Problem statement: Shift every coordinate in the answers up by 45 and write out all the lines of the items below in full.

Working data:
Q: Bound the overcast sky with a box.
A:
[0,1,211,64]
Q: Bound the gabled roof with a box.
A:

Answer:
Q: Bound the overcast sky with a box.
A:
[45,46,256,109]
Q: Bound the gabled roof with a box.
A:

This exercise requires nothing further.